__Problem statement__
All entries below must be written out verbatim, and the images must be dropped.

(Given records Opens)

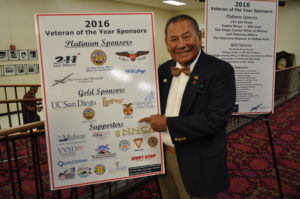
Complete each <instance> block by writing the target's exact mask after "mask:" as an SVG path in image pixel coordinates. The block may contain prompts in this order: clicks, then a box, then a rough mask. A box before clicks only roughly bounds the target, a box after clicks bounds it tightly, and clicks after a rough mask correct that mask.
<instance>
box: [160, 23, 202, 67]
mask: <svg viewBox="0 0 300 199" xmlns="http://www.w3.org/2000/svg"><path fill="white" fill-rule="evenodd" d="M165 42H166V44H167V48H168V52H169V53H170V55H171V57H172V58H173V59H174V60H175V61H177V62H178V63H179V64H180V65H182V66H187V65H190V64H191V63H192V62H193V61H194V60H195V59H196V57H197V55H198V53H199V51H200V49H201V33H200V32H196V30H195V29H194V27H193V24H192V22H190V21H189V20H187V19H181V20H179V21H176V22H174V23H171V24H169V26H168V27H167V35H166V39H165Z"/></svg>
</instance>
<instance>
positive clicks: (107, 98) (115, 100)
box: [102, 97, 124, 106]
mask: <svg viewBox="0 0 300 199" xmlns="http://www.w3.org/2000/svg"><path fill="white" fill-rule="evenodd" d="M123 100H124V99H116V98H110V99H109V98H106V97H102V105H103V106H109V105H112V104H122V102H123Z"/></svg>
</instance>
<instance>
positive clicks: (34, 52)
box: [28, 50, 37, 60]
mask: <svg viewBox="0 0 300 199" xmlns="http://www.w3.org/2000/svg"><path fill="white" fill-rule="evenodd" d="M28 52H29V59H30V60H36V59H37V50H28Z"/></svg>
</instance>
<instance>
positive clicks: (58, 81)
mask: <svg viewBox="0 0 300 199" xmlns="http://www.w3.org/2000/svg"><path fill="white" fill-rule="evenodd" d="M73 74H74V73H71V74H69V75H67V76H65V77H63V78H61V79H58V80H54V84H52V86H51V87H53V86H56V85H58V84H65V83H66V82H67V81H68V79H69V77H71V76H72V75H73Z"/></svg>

(Given records Closes)

__Solution to this problem__
Complete each <instance> block by writing the target's exact mask after "mask:" as an SVG path in image pixel coordinates. The block may contain prompts in this order: clicks, then a box, then a rough mask. A box before clicks only roughly bounds the target, a box after clicks bounds it tightly, and clicks after a rough mask correct that mask.
<instance>
box: [160, 23, 202, 67]
mask: <svg viewBox="0 0 300 199" xmlns="http://www.w3.org/2000/svg"><path fill="white" fill-rule="evenodd" d="M165 42H166V44H167V48H168V52H169V53H170V55H171V57H172V58H173V59H174V60H175V61H177V62H178V63H179V64H180V65H182V66H187V65H190V64H191V63H192V62H193V61H194V60H195V59H196V57H197V55H198V53H199V51H200V49H201V33H200V32H196V30H195V29H194V27H193V24H192V22H190V21H189V20H187V19H181V20H179V21H176V22H174V23H171V24H169V26H168V27H167V35H166V39H165Z"/></svg>
</instance>
<instance>
positive clicks: (107, 98) (115, 100)
box: [102, 97, 124, 106]
mask: <svg viewBox="0 0 300 199" xmlns="http://www.w3.org/2000/svg"><path fill="white" fill-rule="evenodd" d="M123 100H124V99H116V98H110V99H109V98H106V97H102V105H103V106H109V105H112V104H122V102H123Z"/></svg>
</instance>
<instance>
positive clicks: (34, 52)
box: [28, 50, 37, 60]
mask: <svg viewBox="0 0 300 199" xmlns="http://www.w3.org/2000/svg"><path fill="white" fill-rule="evenodd" d="M28 52H29V59H30V60H36V59H37V50H28Z"/></svg>
</instance>
<instance>
positive clicks: (58, 81)
mask: <svg viewBox="0 0 300 199" xmlns="http://www.w3.org/2000/svg"><path fill="white" fill-rule="evenodd" d="M73 74H74V73H71V74H69V75H67V76H65V77H63V78H61V79H58V80H54V84H52V86H51V87H53V86H56V85H58V84H65V83H66V82H67V81H68V79H69V77H71V76H72V75H73Z"/></svg>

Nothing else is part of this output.